I haven't heard of them, but others here might have. 

The one question I have is why would you want to buy into something that you don't know much about, including its credibility? 

Take a few minutes and write down every verbal promise you can recall the salespeople making during the presentation. Then try to find those promises in the written legal materials they gave you. I'm betting you won't find many of them. And the rule here at TUG is that if a promise isn't in writing, it doesn't exist.

The standard recommendation here is to rescind your purchase while you can. Despite what you were probably told ("today only"), the same deal or one very close to it will be available if you ultimately decide to make the purchase. I'm betting you won't want to make the purchase when you compare it to other alternatives.

If that 10-day cooling-off period is in writing, that's great. Be sure you know what the written cancellation policy is.

And....

Welcome to TUG!!!


----------



## Passepartout (Jun 3, 2008)

Your post isn't all that clear. But if you are saying that you just bought a timeshare (any timeshare, points or otherwise, from a developer)for $7000, I'd suggest that you rescind while you can, then research resales, as virtually all can be had for 20-30% of developers prices, and contrary to what you were told, the retail 'deals' are available tomorrow, next week, next year. 

Best wishes. 

Jim Ricks


----------



## carolejohn (Jun 3, 2008)

thanks will cancel


----------



## manutamy (Jun 4, 2008)

*points group world class vip*

I am the Managing Director of Points Group World Class VIP.

why are you telling somebody that they should cancel? Points Group exists since 6years+ and never had any problems! we own inventory backed by an owners comittee and a trustee! the contracts are 100% under the European law. we give 10 days cooling off period who will be changed into a 15 days cooling off period to comply with the new timeshare law who will be implemented only in 2010! Not all the companies in this industry are scaming!

Maybe you as a moderator should type www.pointsgroup.com and take some information about us. 

You will probably not publish this reply and I would understand if it's the case.

If you need to contact me directly you got my private email.

I would be very happy to help if I can on anything.


----------



## bnoble (Jun 4, 2008)

> why are you telling somebody that they should cancel?


Because they do not know what they bought.

The standard advice is rescind while you can, then research the potential purchase.  After learning about the program from both the sales staff and other sources, then you'll be in a position to make an informed decision.  If you make an informed decision that this program is right for you (and it may well be) call and ask for the same terms you have today.  Chances are very good that the sales staff will be happy to re-write the contract for you.


----------



## manutamy (Jun 4, 2008)

*points group world class vip*

First if the presentation as been well made.....(means that they have been online) and that all their questions have been answered and nothing as been hidded, why should they cancel a contract? that means they know what they are buying no? 

If somebody search for a specific information like: nothing wrong appears on the websites against a product/company, do that means it is a scam?

What I personaly think is that so many scams have been made in this industry that now if you are not listed on a black list somewher is that you:
      -1st don't exist.
      -2d you are a scambag.

+ + + +

▶ _Exercise aim_:
According to the thread, what is the rule at TUG about promises made by salespeople? The lines below have no connection to the thread.

+ + + +

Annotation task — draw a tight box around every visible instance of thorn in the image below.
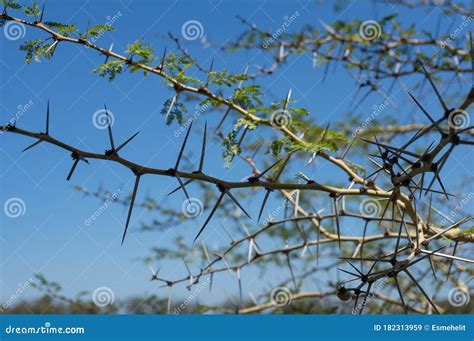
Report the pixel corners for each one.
[158,46,166,71]
[283,89,292,110]
[165,92,179,121]
[193,191,225,243]
[121,174,141,245]
[286,252,298,291]
[174,173,191,203]
[115,131,139,153]
[215,66,249,131]
[418,60,448,112]
[21,139,43,153]
[38,1,46,22]
[249,159,281,182]
[224,188,252,219]
[104,104,115,151]
[167,179,194,195]
[257,188,271,221]
[198,121,207,173]
[45,99,49,135]
[404,269,439,314]
[446,241,459,282]
[333,196,341,250]
[408,91,444,134]
[66,157,80,181]
[174,122,193,171]
[204,58,214,88]
[104,43,114,64]
[393,274,408,314]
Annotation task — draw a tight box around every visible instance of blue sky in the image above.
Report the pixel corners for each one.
[0,0,474,306]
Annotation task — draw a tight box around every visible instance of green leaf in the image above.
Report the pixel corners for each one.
[92,60,125,81]
[44,21,77,37]
[1,0,21,9]
[125,40,155,69]
[86,25,115,36]
[23,1,41,17]
[20,39,53,64]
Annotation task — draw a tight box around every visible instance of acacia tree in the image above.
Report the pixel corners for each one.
[0,0,474,314]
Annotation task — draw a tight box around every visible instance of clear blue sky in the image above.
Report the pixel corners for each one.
[0,0,474,301]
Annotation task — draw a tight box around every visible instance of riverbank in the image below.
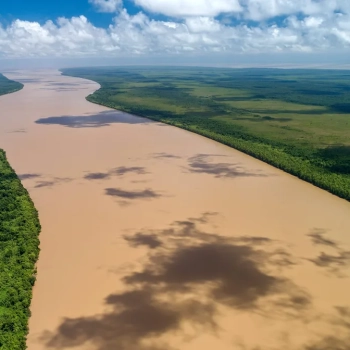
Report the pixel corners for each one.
[0,150,40,350]
[63,67,350,200]
[0,71,350,350]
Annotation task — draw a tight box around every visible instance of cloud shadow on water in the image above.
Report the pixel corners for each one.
[17,173,41,181]
[41,213,312,350]
[307,228,350,278]
[34,177,73,188]
[84,166,148,180]
[105,188,161,200]
[152,152,181,159]
[35,110,154,128]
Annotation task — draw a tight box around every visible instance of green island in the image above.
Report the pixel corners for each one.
[0,75,40,350]
[61,66,350,200]
[0,74,23,96]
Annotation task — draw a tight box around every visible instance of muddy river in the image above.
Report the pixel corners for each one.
[0,71,350,350]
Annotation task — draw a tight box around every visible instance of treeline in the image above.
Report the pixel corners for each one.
[63,67,350,201]
[87,95,350,201]
[0,150,41,350]
[0,74,23,95]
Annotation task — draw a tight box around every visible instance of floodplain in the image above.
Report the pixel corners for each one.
[0,71,350,350]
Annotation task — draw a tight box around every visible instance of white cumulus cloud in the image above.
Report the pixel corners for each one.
[134,0,241,17]
[89,0,122,12]
[0,0,350,58]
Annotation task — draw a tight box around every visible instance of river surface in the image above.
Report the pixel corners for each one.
[0,71,350,350]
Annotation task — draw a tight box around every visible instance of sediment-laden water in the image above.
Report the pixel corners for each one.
[0,71,350,350]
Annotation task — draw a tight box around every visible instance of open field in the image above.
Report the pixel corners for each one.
[63,67,350,200]
[0,74,23,96]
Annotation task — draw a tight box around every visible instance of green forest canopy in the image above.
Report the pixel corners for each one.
[62,67,350,200]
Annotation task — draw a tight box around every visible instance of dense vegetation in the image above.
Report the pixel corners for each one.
[63,67,350,200]
[0,74,23,95]
[0,150,40,350]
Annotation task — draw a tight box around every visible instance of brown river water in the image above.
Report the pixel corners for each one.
[0,71,350,350]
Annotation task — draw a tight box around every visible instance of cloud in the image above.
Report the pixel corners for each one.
[0,0,350,58]
[134,0,242,17]
[89,0,122,12]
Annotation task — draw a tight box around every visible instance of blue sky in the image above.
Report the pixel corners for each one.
[0,0,350,65]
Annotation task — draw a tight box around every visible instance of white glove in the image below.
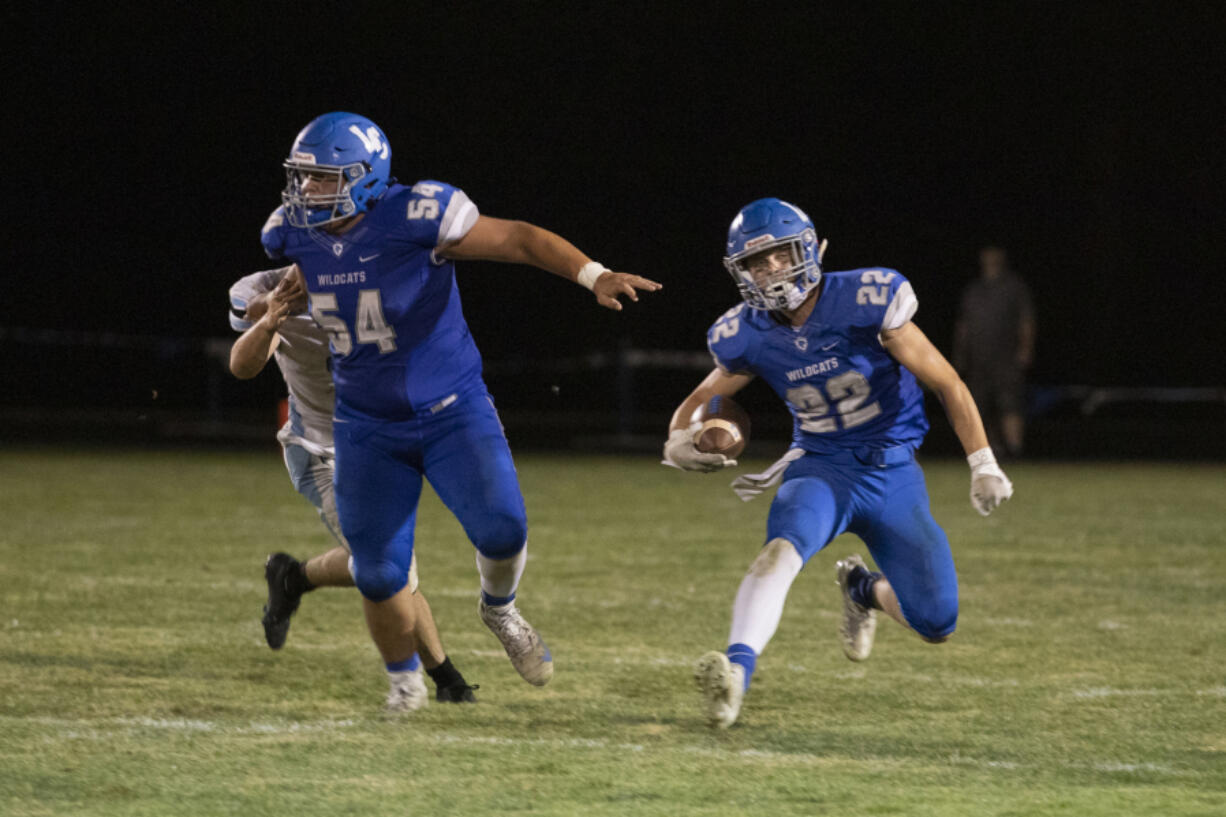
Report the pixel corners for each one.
[661,423,737,471]
[966,448,1013,516]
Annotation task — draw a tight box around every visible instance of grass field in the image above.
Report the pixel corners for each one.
[0,450,1226,817]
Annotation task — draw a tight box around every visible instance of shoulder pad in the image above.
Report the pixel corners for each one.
[381,179,477,249]
[260,207,287,259]
[706,303,754,372]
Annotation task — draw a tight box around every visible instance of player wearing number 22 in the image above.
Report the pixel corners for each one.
[262,113,660,709]
[664,199,1013,727]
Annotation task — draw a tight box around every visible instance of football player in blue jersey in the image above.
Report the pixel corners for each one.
[261,113,660,701]
[664,199,1013,727]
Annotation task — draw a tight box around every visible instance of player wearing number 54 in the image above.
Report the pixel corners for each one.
[262,113,660,709]
[664,199,1013,726]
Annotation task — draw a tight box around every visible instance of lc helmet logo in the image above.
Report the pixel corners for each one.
[281,112,392,227]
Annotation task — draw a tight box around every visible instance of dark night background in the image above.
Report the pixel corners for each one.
[0,2,1226,448]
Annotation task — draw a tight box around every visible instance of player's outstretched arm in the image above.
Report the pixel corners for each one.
[881,321,1013,516]
[230,266,307,380]
[663,368,754,471]
[438,216,662,310]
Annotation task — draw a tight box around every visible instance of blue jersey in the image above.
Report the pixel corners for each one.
[706,269,928,454]
[261,182,483,420]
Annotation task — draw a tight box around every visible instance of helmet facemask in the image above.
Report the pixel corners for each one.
[281,158,370,227]
[723,229,825,310]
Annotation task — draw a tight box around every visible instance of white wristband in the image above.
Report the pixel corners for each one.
[575,261,612,290]
[966,447,996,471]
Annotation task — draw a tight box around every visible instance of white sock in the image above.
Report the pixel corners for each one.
[728,539,804,654]
[477,543,528,604]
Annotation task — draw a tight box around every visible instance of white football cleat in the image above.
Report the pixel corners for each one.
[694,650,745,729]
[478,599,553,687]
[835,554,877,661]
[384,669,430,715]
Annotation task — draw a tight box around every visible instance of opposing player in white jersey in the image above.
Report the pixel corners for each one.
[229,266,474,712]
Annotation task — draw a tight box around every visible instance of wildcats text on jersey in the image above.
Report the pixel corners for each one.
[787,357,839,383]
[315,270,367,287]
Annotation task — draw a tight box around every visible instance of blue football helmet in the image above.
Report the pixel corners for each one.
[723,199,826,309]
[281,112,391,227]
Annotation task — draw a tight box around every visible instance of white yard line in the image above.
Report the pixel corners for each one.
[0,715,1195,777]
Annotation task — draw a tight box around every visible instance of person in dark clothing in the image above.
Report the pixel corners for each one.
[954,247,1035,456]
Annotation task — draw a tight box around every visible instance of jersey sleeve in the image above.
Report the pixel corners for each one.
[706,304,753,374]
[397,180,479,250]
[881,270,920,330]
[230,266,289,332]
[260,207,286,260]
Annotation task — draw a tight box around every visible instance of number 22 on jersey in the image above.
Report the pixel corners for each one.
[310,290,396,357]
[787,369,881,434]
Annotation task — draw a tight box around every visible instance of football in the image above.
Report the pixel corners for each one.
[694,395,749,459]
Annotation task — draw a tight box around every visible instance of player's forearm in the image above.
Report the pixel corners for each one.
[230,321,277,380]
[937,378,988,455]
[516,222,591,281]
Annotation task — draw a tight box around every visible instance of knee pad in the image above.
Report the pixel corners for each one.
[906,605,958,644]
[349,558,409,601]
[749,539,804,577]
[468,513,528,559]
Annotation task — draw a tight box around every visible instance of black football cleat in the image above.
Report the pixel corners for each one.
[260,553,307,650]
[435,681,481,703]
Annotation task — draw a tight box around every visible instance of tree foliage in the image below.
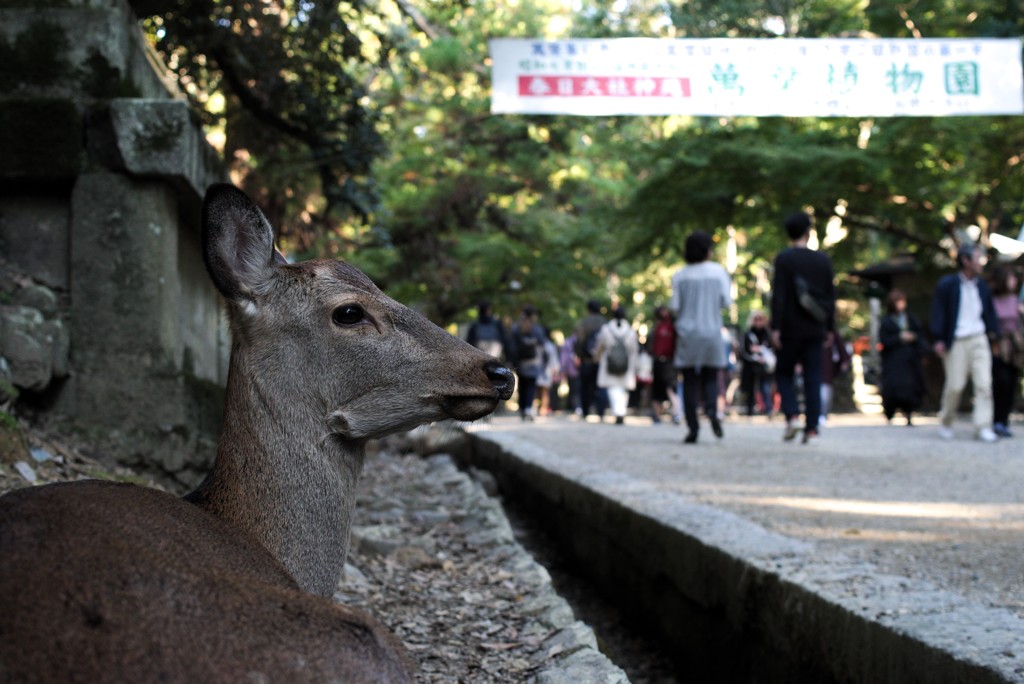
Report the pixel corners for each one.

+ + + +

▶ _Solution below_:
If a promise isn't in writing, it doesn't exist.